Traffic pattern is the same as it has been. All the roads are flat and the majority of the time it is driven is between 45-55 mph. The car is rarely in boost and is driven like an old person. Fuel is 93 shell, car has synthetic oil and trans fluid and is running 40 psi in all four tires. It is averaging 38.6 mpgs (which is lower as i said than before). The car has been driven on average 50 miles a day and there is zero difference in mileage with it in "eco" or not. Live in Key West, Florida where everyday is the same weather. The high with heat index is around 115 everyday and the low is around 79-82 and storms once a day. It would be nice to talk with BNR about this subject (hence why I posted here.) Its not good seeing how other people can have their cc on and hold throttle at x percentage, and then turn it off and feel the car gain power. Just seems I got 1/2 of the tune.


----------



## Merc6 (Jun 8, 2013)

Besides the WOT trifecta forums, you can also try the trifecta FB group, Vince usually pops up at times if you tag him in something. What gaps are you running for your plugs and how is your A/C usage? have you removed the tune and compared the MPG?


----------



## Austin9991 (Oct 7, 2013)

Definitely remove the tune and see what changes. If you say the traffic/temps haven't changed, and the car is rarely in boost, then I don't know what would possibly cause a mpg drop. Also, trifecta has stated before that the mileage benefits would be geared more towards city driving than highway due to the transmission remap.


----------



## poodok (Apr 24, 2014)

"Just be careful if you are going for a power train warranty issue, this is the reason my 2 reflashes all occur on days of a dealership visit."

▶ _Brief A_:
From the forum thread about the tune and fuel mileage, print the passage word for word, beginning at the words "## Austin9991 (Oct" and stopping after the words "the transmission remap.".
▶ _Brief B_:
Give what follows the last sentence of the forum thread about the tune and fuel mileage, continuing it from that point.

▶ _Dataset content_:
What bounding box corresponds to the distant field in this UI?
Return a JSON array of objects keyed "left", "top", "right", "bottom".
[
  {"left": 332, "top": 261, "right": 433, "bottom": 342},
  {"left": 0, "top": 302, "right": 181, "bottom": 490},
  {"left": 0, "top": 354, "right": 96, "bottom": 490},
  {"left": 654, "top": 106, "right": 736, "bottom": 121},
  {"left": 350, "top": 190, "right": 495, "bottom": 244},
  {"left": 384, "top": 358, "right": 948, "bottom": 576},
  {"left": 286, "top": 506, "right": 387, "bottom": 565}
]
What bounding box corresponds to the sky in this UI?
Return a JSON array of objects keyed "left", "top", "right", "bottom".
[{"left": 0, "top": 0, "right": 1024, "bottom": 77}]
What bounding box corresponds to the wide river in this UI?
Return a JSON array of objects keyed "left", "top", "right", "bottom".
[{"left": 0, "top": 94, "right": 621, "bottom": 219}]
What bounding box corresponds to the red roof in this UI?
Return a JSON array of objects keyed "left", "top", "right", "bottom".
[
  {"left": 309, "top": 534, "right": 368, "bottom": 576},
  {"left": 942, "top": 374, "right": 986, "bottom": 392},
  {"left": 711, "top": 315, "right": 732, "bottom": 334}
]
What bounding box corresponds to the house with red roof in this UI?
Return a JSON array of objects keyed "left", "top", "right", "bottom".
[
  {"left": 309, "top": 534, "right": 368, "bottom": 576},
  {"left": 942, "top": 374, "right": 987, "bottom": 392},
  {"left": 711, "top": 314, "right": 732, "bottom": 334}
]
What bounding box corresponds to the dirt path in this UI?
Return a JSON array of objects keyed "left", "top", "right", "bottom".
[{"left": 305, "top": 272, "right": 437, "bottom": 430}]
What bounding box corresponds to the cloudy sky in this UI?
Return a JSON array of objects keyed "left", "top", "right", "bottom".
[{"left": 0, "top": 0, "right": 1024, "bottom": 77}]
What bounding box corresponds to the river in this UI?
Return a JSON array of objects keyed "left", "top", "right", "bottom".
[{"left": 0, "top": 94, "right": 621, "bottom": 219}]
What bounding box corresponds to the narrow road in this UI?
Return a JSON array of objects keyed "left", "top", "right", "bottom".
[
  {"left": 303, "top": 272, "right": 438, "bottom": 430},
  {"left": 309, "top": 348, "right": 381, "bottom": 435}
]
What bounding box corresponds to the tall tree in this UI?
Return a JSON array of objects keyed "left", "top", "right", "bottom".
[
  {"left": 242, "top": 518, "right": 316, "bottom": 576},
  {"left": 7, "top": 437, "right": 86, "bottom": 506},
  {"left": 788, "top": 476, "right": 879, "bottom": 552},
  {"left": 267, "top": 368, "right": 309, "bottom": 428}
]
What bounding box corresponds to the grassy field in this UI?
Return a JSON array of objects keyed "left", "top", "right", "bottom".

▶ _Answer A_:
## Austin9991 (Oct 7, 2013)

Definitely remove the tune and see what changes. If you say the traffic/temps haven't changed, and the car is rarely in boost, then I don't know what would possibly cause a mpg drop. Also, trifecta has stated before that the mileage benefits would be geared more towards city driving than highway due to the transmission remap.

▶ _Answer B_:
Sneaky, I like it. What happens if a cus care rep, or GM does a little "research" on your posting?


----------



## money_man (Feb 25, 2014)

There's no proof he actually does so they can't do anything 


Sent from the sexy electrician


----------



## Merc6 (Jun 8, 2013)

poodok said:


> "Just be careful if you are going for a power train warranty issue, this is the reason my 2 reflashes all occur on days of a dealership visit."
> 
> Sneaky, I like it. What happens if a cus care rep, or GM does a little "research" on your posting?


Those are the risks you take when you mod. The reps here aren't here for that purpose to single out 1 Cruze owner out of 16791 members.


----------



## GVR4 (Jun 14, 2014)

16,791 people did not order this tune. I'll just contact trifecta. I am getting nowhere on here.


----------



## Merc6 (Jun 8, 2013)

GVR4 said:


> 16,791 people did not order this tune. I'll just contact trifecta. I am getting nowhere on here.


How have you been contacting them besides this post?

Try here as well...

https://www.facebook.com/groups/234878003235417/


----------



## Rochas (May 27, 2013)

I just installed the tune (through Mace Engineering) on my Cruze 1.6T manual (no mods) and it surges on light acceleration, esp from a standing start in 1st gear. I use the manufacturer recommended 95ron (aus spec) fuel which was specified when I applied for the tune. I'm hoping a revised tune that I'm waiting on will fix it.


----------



## Merc6 (Jun 8, 2013)

Rochas said:


> I just installed the tune (through Mace Engineering) on my Cruze 1.6T manual (no mods) and it surges on light acceleration, esp from a standing start in 1st gear. I use the manufacturer recommended 95ron (aus spec) fuel which was specified when I applied for the tune. I'm hoping a revised tune that I'm waiting on will fix it.


What spark plug gap was recommended on a tuned 1.6T?


----------



## [email protected] (Nov 12, 2011)

We haven't been able to get on here as much lately being so busy, but we will be on more starting this week. Did you contact us via email at all? It's normal to see high boost in eco mode under full throttle conditions depending on things like air density and elevation.


----------



## cruzinred92 (Dec 4, 2013)

Not trying to thread jack but my cruze used to do the same on the eco tune (only once in a while would hit 20) but I hadn't driven mine in a few days then yesterday took it for a drive and it would only hit 15 psi. It still felt strong but the needle would kinds flutter and hold at 15psi... anyone else have this prob?


----------



## Rochas (May 27, 2013)

No idea...


----------



## [email protected] (Nov 12, 2011)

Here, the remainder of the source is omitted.